** START OF Data shown **
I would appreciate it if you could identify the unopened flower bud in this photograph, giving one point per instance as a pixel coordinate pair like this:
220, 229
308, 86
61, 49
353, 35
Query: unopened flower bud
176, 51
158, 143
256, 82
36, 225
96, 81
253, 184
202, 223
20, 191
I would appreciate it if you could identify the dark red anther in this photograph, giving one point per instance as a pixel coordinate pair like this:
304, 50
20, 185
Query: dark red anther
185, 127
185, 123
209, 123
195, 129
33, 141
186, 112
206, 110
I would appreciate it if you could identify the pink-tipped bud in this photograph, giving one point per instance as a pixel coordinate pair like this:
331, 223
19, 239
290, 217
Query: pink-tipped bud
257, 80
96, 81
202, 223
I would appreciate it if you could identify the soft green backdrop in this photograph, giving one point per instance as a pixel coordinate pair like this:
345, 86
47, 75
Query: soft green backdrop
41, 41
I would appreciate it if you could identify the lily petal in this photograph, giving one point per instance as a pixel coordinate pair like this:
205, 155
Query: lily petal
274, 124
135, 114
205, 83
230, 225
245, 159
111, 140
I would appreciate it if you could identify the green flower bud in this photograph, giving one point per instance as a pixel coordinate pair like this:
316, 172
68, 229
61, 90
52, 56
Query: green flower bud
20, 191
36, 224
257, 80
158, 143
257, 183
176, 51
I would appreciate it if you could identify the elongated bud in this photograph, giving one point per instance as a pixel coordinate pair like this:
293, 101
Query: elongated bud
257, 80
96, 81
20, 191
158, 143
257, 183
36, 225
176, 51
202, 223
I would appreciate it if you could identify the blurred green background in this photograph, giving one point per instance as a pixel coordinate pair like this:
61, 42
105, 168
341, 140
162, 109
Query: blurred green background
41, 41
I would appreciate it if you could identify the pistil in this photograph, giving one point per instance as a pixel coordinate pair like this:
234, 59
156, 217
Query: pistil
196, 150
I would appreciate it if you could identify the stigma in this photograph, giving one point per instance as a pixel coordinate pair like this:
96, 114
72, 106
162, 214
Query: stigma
** END OF Data shown **
__Exercise description__. Give back every line of the records above, word for word and in the same order.

__Final result__.
I would appreciate it if you could identify the unopened flower bud in this photograph, giving one point per instance as a pixel coordinate pair like this:
220, 229
308, 86
61, 49
353, 35
Query: unopened flower bud
176, 51
158, 143
256, 82
36, 225
96, 81
253, 184
202, 223
20, 191
I would appreciate it if you could identify the dark red anther in this photograph, giving one point per instance as a pixel coordinate pair like this:
304, 50
20, 185
Query: dark red anther
185, 127
185, 123
209, 123
195, 129
33, 141
186, 112
206, 110
I would appreciate it if you could identify the pink-tipped bud in this photograph, giving one point per instance as a pixel coordinate pair like this:
331, 223
19, 239
290, 217
Query: pink-tipped bud
257, 80
96, 81
202, 223
I would appreciate it if you could identify the soft green backdrop in this photograph, giving one point per instance as a pixel coordinate pair like this:
345, 86
47, 75
Query: soft green backdrop
41, 41
I would appreciate it if you could identify the lily petal in this photograph, giving one point per instance as a pixel coordinate pair like this:
205, 155
Query: lily petal
274, 124
135, 114
205, 83
230, 225
245, 159
111, 140
I would appreciate it if you could identify the green flower bud in this photograph, giving one point per instance as a pixel coordinate pair like this:
316, 172
68, 229
61, 90
52, 56
Query: green flower bud
20, 191
36, 224
257, 80
158, 143
257, 183
176, 51
I would appreciate it if you could identify the elongated bud in this photograph, giving one point per instance as a pixel coordinate pair like this:
293, 101
Query: elongated bud
257, 80
96, 81
20, 191
158, 143
257, 183
36, 225
176, 51
202, 223
I would appreciate it if you could identify the blurred green background in this photograph, giving one point per instance as a pixel coordinate pair like this:
61, 42
105, 168
341, 140
162, 109
Query: blurred green background
41, 41
I would appreciate it if you could identify the pistil in this photograph, giving one point per instance as a pixel coordinate pair like this:
234, 59
156, 217
Query: pistil
196, 150
I would appreciate it if you could identify the stigma in this photograph, giving one point per instance as a pixel coordinate pair like this:
96, 114
72, 106
162, 214
Query: stigma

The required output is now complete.